------ Records shown ------
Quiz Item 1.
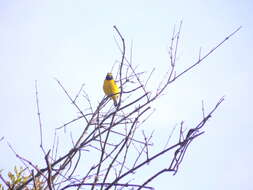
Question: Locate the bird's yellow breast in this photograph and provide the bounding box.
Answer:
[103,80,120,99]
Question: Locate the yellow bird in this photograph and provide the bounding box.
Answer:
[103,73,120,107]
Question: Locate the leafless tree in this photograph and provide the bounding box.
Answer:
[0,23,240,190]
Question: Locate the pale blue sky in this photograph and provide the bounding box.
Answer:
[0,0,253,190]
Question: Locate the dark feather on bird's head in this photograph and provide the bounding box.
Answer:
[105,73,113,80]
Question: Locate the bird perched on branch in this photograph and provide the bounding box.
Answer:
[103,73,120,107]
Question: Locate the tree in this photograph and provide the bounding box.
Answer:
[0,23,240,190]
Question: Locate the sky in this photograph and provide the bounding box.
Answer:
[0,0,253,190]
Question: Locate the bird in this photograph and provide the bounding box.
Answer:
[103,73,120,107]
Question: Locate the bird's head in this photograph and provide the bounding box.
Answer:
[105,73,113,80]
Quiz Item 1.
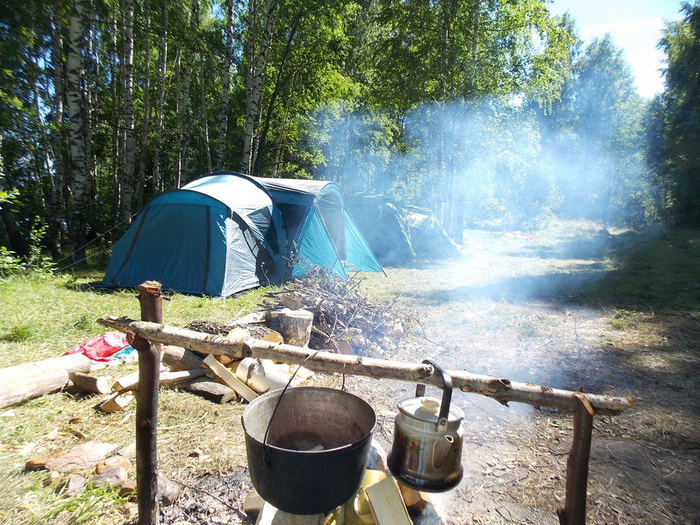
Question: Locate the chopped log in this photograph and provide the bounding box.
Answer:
------
------ Records shown ------
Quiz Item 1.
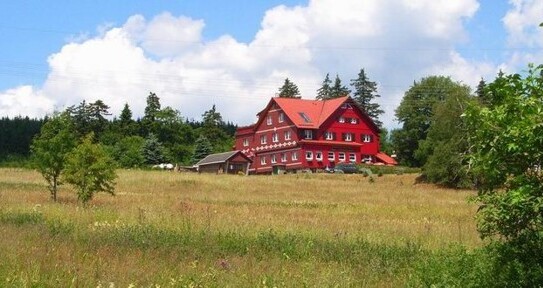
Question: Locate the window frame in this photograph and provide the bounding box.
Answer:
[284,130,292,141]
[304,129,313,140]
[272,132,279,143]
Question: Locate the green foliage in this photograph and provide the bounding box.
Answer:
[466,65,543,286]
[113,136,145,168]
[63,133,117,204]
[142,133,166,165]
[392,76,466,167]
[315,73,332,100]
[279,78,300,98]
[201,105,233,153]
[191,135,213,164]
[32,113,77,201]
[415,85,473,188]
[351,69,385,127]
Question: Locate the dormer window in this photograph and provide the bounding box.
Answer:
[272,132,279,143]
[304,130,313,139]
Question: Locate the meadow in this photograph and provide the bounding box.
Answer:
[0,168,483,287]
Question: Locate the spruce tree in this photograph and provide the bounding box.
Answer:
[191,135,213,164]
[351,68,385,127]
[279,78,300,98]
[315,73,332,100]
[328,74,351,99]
------
■ Goal of the exercise: Copy out word for word the stretch from the line containing "Question: Locate the spruce" through the line containing "[328,74,351,99]", ends included.

■ Exercise answer:
Question: Locate the spruce tree in this photograph and provide the bounding box.
Answer:
[191,135,213,164]
[351,68,385,127]
[279,78,300,98]
[315,73,332,100]
[328,74,351,99]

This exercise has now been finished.